**Data records**
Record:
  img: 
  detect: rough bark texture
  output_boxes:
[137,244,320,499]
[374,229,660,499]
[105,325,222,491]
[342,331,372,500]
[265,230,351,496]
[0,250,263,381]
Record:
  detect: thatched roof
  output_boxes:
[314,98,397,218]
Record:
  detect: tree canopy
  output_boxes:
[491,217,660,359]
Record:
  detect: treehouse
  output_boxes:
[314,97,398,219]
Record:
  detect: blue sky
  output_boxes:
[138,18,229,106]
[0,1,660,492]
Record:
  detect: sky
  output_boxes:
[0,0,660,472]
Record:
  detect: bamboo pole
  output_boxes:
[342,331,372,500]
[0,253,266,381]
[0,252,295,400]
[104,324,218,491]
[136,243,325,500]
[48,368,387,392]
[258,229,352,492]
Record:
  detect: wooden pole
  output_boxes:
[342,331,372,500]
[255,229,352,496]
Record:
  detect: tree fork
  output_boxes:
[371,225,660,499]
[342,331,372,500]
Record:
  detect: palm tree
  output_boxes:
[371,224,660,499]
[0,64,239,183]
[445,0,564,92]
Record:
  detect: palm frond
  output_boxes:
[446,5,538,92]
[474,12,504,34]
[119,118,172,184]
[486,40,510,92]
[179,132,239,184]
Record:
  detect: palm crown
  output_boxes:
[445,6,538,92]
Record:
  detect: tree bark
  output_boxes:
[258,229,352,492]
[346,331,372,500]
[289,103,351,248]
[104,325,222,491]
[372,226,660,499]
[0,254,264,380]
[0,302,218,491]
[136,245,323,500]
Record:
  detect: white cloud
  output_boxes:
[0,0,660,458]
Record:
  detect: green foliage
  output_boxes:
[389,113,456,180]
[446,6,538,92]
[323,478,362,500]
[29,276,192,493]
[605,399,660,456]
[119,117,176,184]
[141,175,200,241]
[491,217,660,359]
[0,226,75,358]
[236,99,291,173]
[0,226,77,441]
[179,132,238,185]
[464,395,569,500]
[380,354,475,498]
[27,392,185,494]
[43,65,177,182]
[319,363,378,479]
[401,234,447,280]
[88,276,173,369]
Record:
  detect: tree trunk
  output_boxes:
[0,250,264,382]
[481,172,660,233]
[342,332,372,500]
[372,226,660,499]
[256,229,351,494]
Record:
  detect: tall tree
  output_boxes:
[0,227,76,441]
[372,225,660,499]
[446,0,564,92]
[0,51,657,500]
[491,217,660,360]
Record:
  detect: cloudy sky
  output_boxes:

**What the task asks**
Reproduce the data above, substituting "query" for every occurrence of "detect" and leaving everything else unchanged.

**Full solution**
Record:
  img: 
  query: rough bark texture
  output_boxes:
[137,244,320,499]
[374,229,660,499]
[105,325,222,491]
[342,331,372,500]
[265,230,351,496]
[0,250,263,381]
Record:
  query: thatched roof
  output_boxes:
[314,98,397,218]
Record:
  query: tree canopy
  output_boxes:
[491,217,660,359]
Record:
  query: treehouse
  output_boxes:
[314,97,398,219]
Record:
  query: blue sky
  output_boxes:
[138,18,229,106]
[0,1,660,492]
Record:
  query: sky
  output_boxes:
[0,0,660,472]
Record:
  query: bamboo pole
  output_boxes:
[342,331,372,500]
[0,253,266,381]
[0,252,295,400]
[104,324,218,491]
[136,243,325,500]
[48,368,387,392]
[258,229,352,492]
Record:
  query: wooden pole
  output_boxes:
[342,331,372,500]
[255,229,352,496]
Record:
  query: tree fork
  output_boxes:
[371,225,660,499]
[342,331,372,500]
Record:
  query: palm tree
  output_boxes:
[371,224,660,499]
[0,64,239,183]
[445,0,564,92]
Record:
  query: palm frond
  output_boxes:
[446,5,538,92]
[474,12,504,34]
[119,118,172,184]
[486,40,510,92]
[179,132,239,184]
Record:
  query: palm crown
  output_boxes:
[445,6,538,92]
Record:
  query: tree bark
  output_boxes:
[258,229,352,492]
[346,331,372,500]
[289,103,351,248]
[104,325,222,491]
[372,226,660,499]
[0,254,264,380]
[0,302,218,491]
[136,245,323,500]
Record:
  query: white cloud
  output_boxes:
[0,0,660,458]
Record:
  query: green foliage
  output_boxes:
[389,113,456,180]
[446,6,538,92]
[323,478,362,500]
[29,276,192,493]
[605,399,660,456]
[119,117,176,184]
[141,175,200,241]
[491,217,660,359]
[0,226,75,358]
[236,99,291,173]
[0,226,77,441]
[179,132,238,185]
[464,395,569,500]
[380,354,475,498]
[27,392,185,494]
[43,65,177,182]
[319,363,378,479]
[401,234,447,280]
[88,276,173,369]
Record:
  query: tree trunk
  output_boxes:
[0,250,264,382]
[481,172,660,233]
[342,332,372,500]
[372,226,660,499]
[256,229,351,494]
Record:
  query: tall tree
  output_boxes:
[0,227,76,441]
[372,225,660,499]
[446,0,564,92]
[0,51,657,500]
[491,217,660,360]
Record:
  query: cloudy sky
  output_boxes:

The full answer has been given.